(Documento)
********************
3. Una oportunidad para Occidente

Volvamos al juicio de Bardy por donde empezamos: Oriente, dice, tiene una visión más optimista y positiva del hombre y de la salvación; Occidente una visión más pesimista. Querría mostrar como, también en este caso, la regla de oro, en el diálogo entre Oriente y Occidente, no es la del aut – aut, sino la del et – et. Si la doctrina oriental, con su altísima idea de la grandeza y de la dignidad del hombre como imagen de Dios, ha puesto de manifiesto la posibilidad de la Encarnación, la doctrina occidental, con la insistencia en el pecado y la miseria del hombre, ha puesto de relieve su necesidad. Un discípulo tardío de Agustín, Blaise Pascal, observaba:

“El conocimiento de Dios sin el de nuestra miseria produce orgullo. El conocimiento de nuestra miseria sin el conocimiento de Dios produce desesperación. El conocimiento de Jesucristo constituye el punto medio, porque en Él encontramos a la vez a Dios y nuestra miseria”.

Para Agustín, San Anselmo, Lutero, la insistencia sobre la gravedad del pecado era una forma diferente de poner de manifiesto la grandeza del remedio obtenido por Cristo. Acentuaban "la abundancia de pecado", para exaltar "la sobreabundancia de la gracia" (cfr. Rm 5, 20). En ambos casos, la clave de todo es la obra de Jesús, vista por los orientales, por así decirlo, desde la derecha y desde la izquierda por los occidentales. Las dos instancias eran legítimas y necesarias. Frente a la explosión de “mal absoluto” en la Segunda Guerra Mundial, alguien señaló que había traído el olvido de esta amarga verdad sobre el hombre, después de dos siglos de confianza ingenua en el progreso imparable del hombre.

¿Dónde está, entonces, la laguna señalada por nuestra soteriología, por la cual necesitamos, como ya dije, mirar hacia Oriente? Está en el hecho de que, de esta manera la gracia, por muy exaltada que sea, ha terminado, en la práctica, por ser reducida a su única dimensión negativa de remedio del pecado. Incluso el grito audaz del Exultet pascual: “¡Oh feliz culpa que nos mereció tal y tan grande Redentor!”, mirándolo bien, no sale de la perspectiva del pecado y la redención.
********************
(Datos sin procesar)
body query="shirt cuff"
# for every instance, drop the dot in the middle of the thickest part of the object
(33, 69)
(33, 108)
********************
(Qué hacer) Prolonga el texto sobre el pecado y la gracia en Oriente y Occidente a partir de su última frase. Las líneas no hacen falta.

(Resultado)
Es precisamente en este punto, gracias a Dios, que asistimos a un cambio que podríamos llamar de época. Todas las Iglesias de Occidente, o nacidas de ellas, desde hace más de un siglo, son atravesadas por una corriente de gracia que es el movimiento pentecostal y las diversas renovaciones carismáticas derivadas del mismo en las Iglesias tradicionales. No es, en realidad, un movimiento en el sentido corriente de este término. No tiene un fundador, una regla, una espiritualidad propia; tampoco tiene las estructuras de gobierno, sino solo para la coordinación y el servicio. Es, de hecho, una corriente de gracia que debería difundirse por toda la Iglesia y dispersarse en ella como una descarga eléctrica en la masa, y luego, al límite, desaparecer como un fenómeno en sí mismo.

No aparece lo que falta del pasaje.